Les négociants, fatigués depuis longtemps de payer des taxes d'octroi, cherchaient tous les moyens d'en éviter le renouvellement ; ils auraient voulu que le produit de cette subvention ne fût pas détourné de sa destination primitive et rappelaient sans cesse au bureau de l'Hôtel-Dieu que le Roi l'avait établie uniquement pour acquitter les rentes viagères. A chaque fois qu'une prorogation était accordée, ils demandaient toujours qu'il fût interdit aux hôpitaux de recourir aux artifices financiers qui les obéraient ; mais leurs réclamations restèrent sans effet comme les ordres du Roi. A force d'instances, le corps consulaire obtint cependant, en 1747, la permission de faire la recette du doublement des droits d'octroi, afin d'en augmenter le profit et d'en surveiller l'emploi.

Malgré les critiques des marchands, le bureau de l'Hôtel-Dieu ne voulut pas un moment se départir de ses pratiques administratives ; il continuait ses folles dépenses, comme s'il eût été assuré de jouir à perpétuité des subventions extraordinaires qui lui étaient accordées. Sil faut en croire un mémoire rédigé en 1756, il aurait employé 100,000 livres à bâtir une maison qui ne rapportait pas 3,000 livres.

L'année suivante, l'autorité du Roi fut encore invoquée, pour qu'il fût interdit aux hôpitaux de recevoir des deniers à fonds perdus et de consacrer leurs ressources à construire des maisons.

On s'étonne que les directeurs de l'Hôtel-Dieu se soient obstinés dans une voie aussi périlleuse, car la détresse permanente, au milieu de laquelle ils vivaient, aurait dû leur inspirer des vues plus sages.

En 1756, voici quelles étaient leurs ressources :
Recettes : 61,796 livres.
Dépenses : 84,780 livres.

En 1769, Recettes : 93,958 livres.
Dépenses : 124,540 livres.

En 1772, les dépenses surpassaient les recettes de 13,325 et on craignait pour la fin de l'année un déficit de quarante-six mille livres. Cette fois encore l'Hôtel-Dieu mit sa confiance dans le produit des quêtes et fit un appel solennel au public dans les termes suivants :

État de l'Hôtel-Dieu de Nantes au commencement de 1772.

● **Objectif de l'exercice**
Reproduisez le passage sur les finances de l'Hôtel-Dieu de Nantes, depuis « En 1756, voici » jusqu'à « Dépenses : 124,540 livres. » inclus. Le matériel fourni n'est pas nécessaire pour réaliser l'exercice.

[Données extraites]

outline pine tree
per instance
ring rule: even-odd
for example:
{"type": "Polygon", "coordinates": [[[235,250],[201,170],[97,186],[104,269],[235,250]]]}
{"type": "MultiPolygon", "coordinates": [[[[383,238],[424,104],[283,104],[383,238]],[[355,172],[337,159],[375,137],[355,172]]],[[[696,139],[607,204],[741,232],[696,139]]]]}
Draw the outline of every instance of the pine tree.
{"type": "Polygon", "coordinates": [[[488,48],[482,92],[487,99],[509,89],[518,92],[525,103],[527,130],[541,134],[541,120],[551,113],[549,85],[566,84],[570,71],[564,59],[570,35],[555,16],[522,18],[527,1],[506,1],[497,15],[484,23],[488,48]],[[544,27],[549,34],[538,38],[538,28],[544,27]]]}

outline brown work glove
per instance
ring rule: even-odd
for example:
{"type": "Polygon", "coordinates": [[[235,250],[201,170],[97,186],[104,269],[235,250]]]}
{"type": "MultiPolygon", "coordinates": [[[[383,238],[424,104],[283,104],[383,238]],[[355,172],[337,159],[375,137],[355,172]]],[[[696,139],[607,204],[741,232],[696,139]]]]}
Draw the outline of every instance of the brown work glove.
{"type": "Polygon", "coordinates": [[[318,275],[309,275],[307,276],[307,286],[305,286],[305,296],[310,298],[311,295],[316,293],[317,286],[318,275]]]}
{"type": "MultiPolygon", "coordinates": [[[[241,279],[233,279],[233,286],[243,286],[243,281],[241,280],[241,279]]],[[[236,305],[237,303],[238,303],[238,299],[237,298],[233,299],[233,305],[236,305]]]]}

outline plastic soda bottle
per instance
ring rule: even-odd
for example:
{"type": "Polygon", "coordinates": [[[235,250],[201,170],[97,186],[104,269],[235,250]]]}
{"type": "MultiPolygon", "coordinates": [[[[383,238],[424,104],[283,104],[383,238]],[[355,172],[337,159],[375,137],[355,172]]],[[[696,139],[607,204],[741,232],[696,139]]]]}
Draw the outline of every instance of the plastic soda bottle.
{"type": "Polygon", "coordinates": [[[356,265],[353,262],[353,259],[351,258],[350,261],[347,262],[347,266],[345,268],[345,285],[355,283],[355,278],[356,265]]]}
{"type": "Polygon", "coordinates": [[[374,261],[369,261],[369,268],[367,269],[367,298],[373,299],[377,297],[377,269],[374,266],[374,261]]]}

● **Réponse attendue**
En 1756, voici quelles étaient leurs ressources :
Recettes : 61,796 livres.
Dépenses : 84,780 livres.

En 1769, Recettes : 93,958 livres.
Dépenses : 124,540 livres.